→ Selection
From 3e701a04febb0c423d36ce0c47721a4c276439a2 Mon Sep 17 00:00:00 2001
From: Tom Lane <tgl@sss.pgh.pa.us>
Date: Thu, 13 Mar 2008 18:00:32 +0000
Subject: [PATCH] Fix heap_page_prune's problem with failing to send cache
 invalidation messages if the calling transaction aborts later on.  Collapsing
 out line pointer redirects is a done deal as soon as we complete the page
 update, so syscache *must* be notified even if the VACUUM FULL as a whole
 doesn't complete.  To fix, add some functionality to inval.c to allow the
 pending inval messages to be sent immediately while heap_page_prune is still
 running.  The implementation is a bit chintzy: it will only work in the
 context of VACUUM FULL.  But that's all we need now, and it can always be
 extended later if needed.  Per my trouble report of a week ago.

---
 src/backend/access/heap/pruneheap.c | 37 +++++++----
 src/backend/utils/cache/inval.c     | 95 ++++++++++++++++++++++++++++-
 src/include/utils/inval.h           |  6 +-
 3 files changed, 124 insertions(+), 14 deletions(-)

diff --git a/src/backend/access/heap/pruneheap.c b/src/backend/access/heap/pruneheap.c
index 09c55ee7615..3db5d0b82e6 100644
--- a/src/backend/access/heap/pruneheap.c
+++ b/src/backend/access/heap/pruneheap.c
@@ -8,7 +8,7 @@
  *
  *
  * IDENTIFICATION
- *	  $PostgreSQL: pgsql/src/backend/access/heap/pruneheap.c,v 1.7 2008/03/08 21:57:59 tgl Exp $
+ *	  $PostgreSQL: pgsql/src/backend/access/heap/pruneheap.c,v 1.8 2008/03/13 18:00:32 tgl Exp $
  *
  *-------------------------------------------------------------------------
  */
@@ -158,7 +158,14 @@ heap_page_prune(Relation relation, Buffer buffer, TransactionId OldestXmin,
 	 * much logic as possible out of the critical section, and also ensures
 	 * that WAL replay will work the same as the normal case.

→ Supplied entries

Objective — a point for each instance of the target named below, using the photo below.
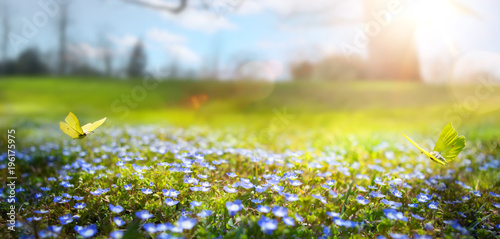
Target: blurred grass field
(327, 107)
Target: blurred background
(329, 64)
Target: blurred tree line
(332, 68)
(31, 62)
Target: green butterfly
(448, 146)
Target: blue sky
(265, 32)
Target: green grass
(344, 128)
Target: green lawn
(327, 136)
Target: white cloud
(163, 36)
(199, 19)
(124, 43)
(174, 44)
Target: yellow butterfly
(447, 148)
(72, 126)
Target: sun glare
(432, 12)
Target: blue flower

→ Task goal
Condense the paragraph of the patch that begins "Fix heap_page_prune's problem" into a short bulleted list that keeps its main facts. Work from the patch alone, not from the material.

→ Answer for this exercise
- Problem: heap_page_prune fails to send cache invalidation messages if the calling transaction later aborts.
- Why it matters: collapsing line pointer redirects becomes final once the page update completes, so syscache must be notified even if the VACUUM FULL does not complete.
- Fix: new functionality in inval.c sends pending invalidation messages immediately while heap_page_prune is still running.
- Limitation: the implementation works only in the context of VACUUM FULL, which is all that is currently needed, and it can be extended later.
- Origin: the author's trouble report from a week earlier.